• _Tasks_:
1 – From the data structures page, write out the text between "The canonical names" and "attribute access.", inclusive.
2 – Answer these about the data structures page:
(a) What range of values does detection_confidence take?
(b) In which version are TextSpan and text_spans the canonical names?
(c) How many points must a TextSpan polygon have at minimum, and in what direction do they run?

• _Extract_:
—————
Data Structures
===============

Core data structures for representing OCR results.

.. rubric:: Data Model

The following diagram shows the relationships between data structures:

.. mermaid::

    graph LR

        %% Entities
        Page[Page]
        Block[Block]
        Line[Line]
        TextSpan[TextSpan]

        %% Relations
        Page -->|"blocks: List[Block]"| Block
        Block -->|"lines: List[Line]"| Line
        Line -->|"text_spans: List[TextSpan]"| TextSpan

        %% TextSpan fields
        TextSpan --> Tpoly["polygon: List[(x, y)]<br>≥ 4 points, clockwise"]
        TextSpan --> Tdet["detection_confidence: float (0–1)"]
        TextSpan --> Ttext["text: Optional[str]"]
        TextSpan --> Trec["recognition_confidence: Optional[float] (0–1)"]
        TextSpan --> Torder["order: Optional[int]<br>assigned after sorting"]

        %% Line fields
        Line --> LineOrder["order: Optional[int]<br>assigned after sorting"]

        %% Block fields
        Block --> BlockOrder["order: Optional[int]<br>assigned after sorting"]
        Block --> FlatInput["text_spans: List[TextSpan]<br>optional flat input"]

.. rubric:: Compatibility

The canonical names in ``v0_1_11`` are ``TextSpan`` and ``text_spans``. For
code and services that still target ``v0_1_10``, ``Word`` and ``words``
remain available as compatibility aliases on import, validation, and Python
attribute access.
—————
• _Available data_:
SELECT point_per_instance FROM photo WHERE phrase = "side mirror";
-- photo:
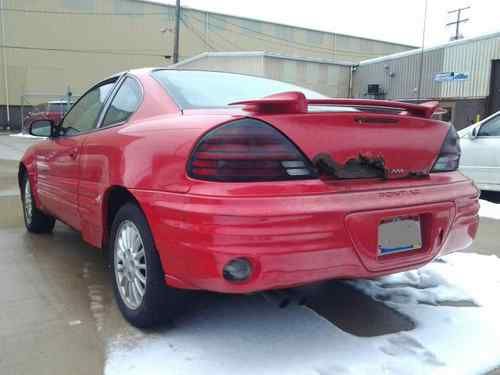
—————
• _Solutions per task_:
1 –
The canonical names in ``v0_1_11`` are ``TextSpan`` and ``text_spans``. For
code and services that still target ``v0_1_10``, ``Word`` and ``words``
remain available as compatibility aliases on import, validation, and Python
attribute access.

2 –
(a) 0–1
(b) v0_1_11
(c) At least 4 points, clockwise